**WRITTEN PROBLEM A**
Reproduce the part of the charcoal thread that opens with the words containing "## johnwash (Oct" and closes with "both.  Prefer KBB.".
**WRITTEN PROBLEM B**
State how many lines of the entries contain the string "cable", counting only case-sensitive matches, and give the number alone.

# Kingsford vs Royal oak for UDS



## johnwash (Oct 19, 2014)

Kingsford vs Royal oak for UDS


----------



## noboundaries (Oct 19, 2014)

I don't have a UDS but a WSM is basically a PDS (pretty drum smoker).  Just depends what you can afford.  In the Spring and early summer holidays, KBB is 25 cents a pound or less.  In my area I've never seen RO lump for less than 65-70 cents a lb.  I've used both.  Prefer KBB.


----------



## wimpy69 (Oct 19, 2014)

Only use k ingsford  for grilling since there's to much ash for long smokes. If your talking royal oak briquets, I prefer Stubbs, for price vs weight. Longer burn time and less ash. When stubbs is out of stock I opt for royal oak briquets. I don, t look at price vs dependability when it comes to long cooks.jmho


----------



## venture (Oct 20, 2014)

Lots of upright users like KBB for extended cooking.

In my offset I like RO lump.

For grilling I use KBB.

Try both and you will know where you want to go?

Good luck and good smoking.


----------



## jarjarchef (Oct 20, 2014)

I only use Kingsford.  I find royal burns hot and fast, less bang for the buck for me. Yes Kingsford does produce a lot more ash.


----------

Stored entries

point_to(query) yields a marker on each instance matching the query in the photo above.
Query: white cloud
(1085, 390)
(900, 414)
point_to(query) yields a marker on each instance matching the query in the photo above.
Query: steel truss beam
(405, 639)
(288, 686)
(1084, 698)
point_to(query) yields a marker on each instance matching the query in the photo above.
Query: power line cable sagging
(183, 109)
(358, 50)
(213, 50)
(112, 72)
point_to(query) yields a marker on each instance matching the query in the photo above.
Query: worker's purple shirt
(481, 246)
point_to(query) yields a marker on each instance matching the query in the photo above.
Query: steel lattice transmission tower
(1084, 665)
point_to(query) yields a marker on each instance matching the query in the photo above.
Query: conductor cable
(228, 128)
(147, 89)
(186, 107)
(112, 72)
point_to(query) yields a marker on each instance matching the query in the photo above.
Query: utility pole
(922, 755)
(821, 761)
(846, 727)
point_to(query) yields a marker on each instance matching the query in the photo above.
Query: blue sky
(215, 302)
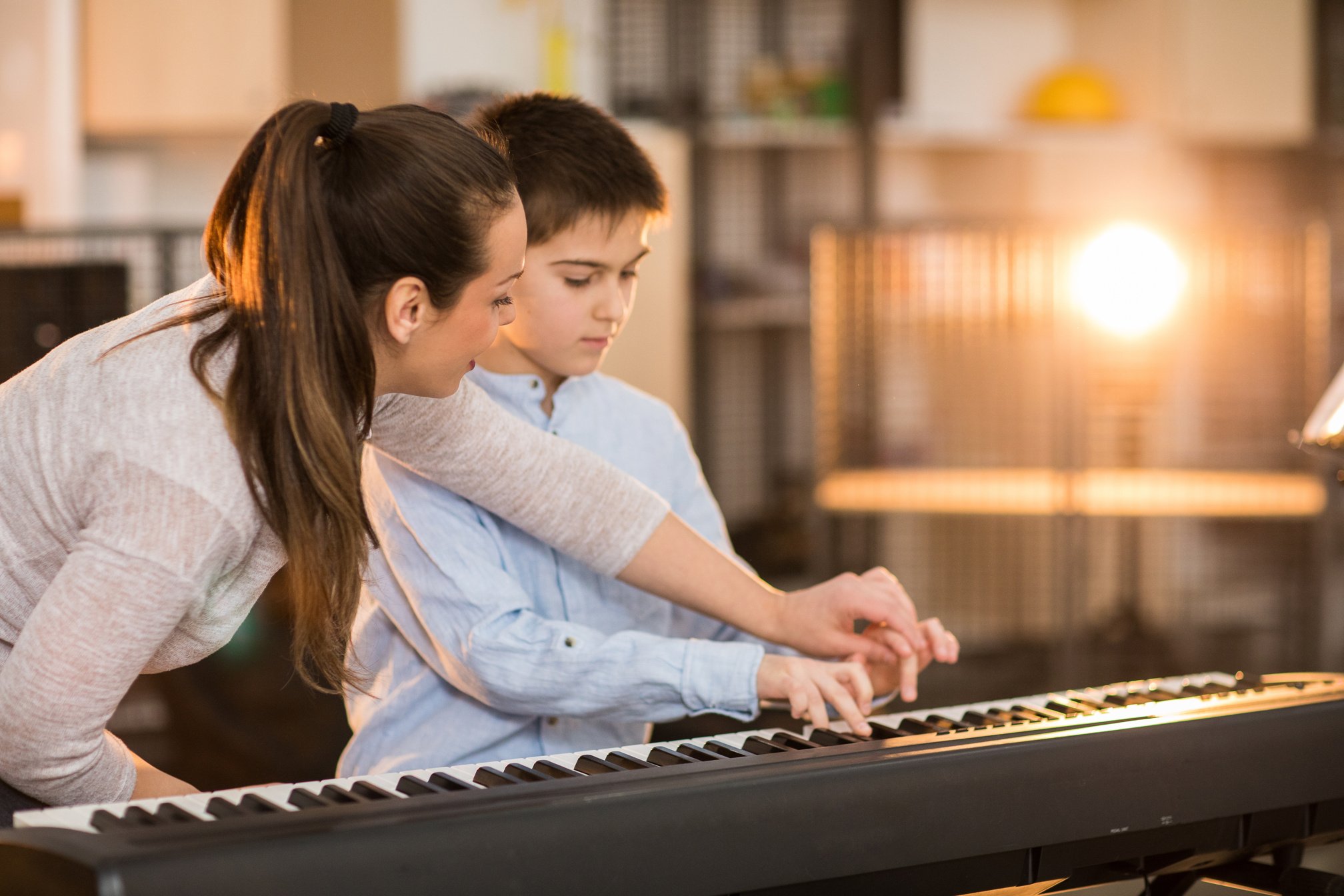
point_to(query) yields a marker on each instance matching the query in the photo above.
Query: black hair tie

**COMPLETE OUTPUT A**
## johnwash (Oct 19, 2014)

Kingsford vs Royal oak for UDS


----------



## noboundaries (Oct 19, 2014)

I don't have a UDS but a WSM is basically a PDS (pretty drum smoker).  Just depends what you can afford.  In the Spring and early summer holidays, KBB is 25 cents a pound or less.  In my area I've never seen RO lump for less than 65-70 cents a lb.  I've used both.  Prefer KBB.

**COMPLETE OUTPUT B**
2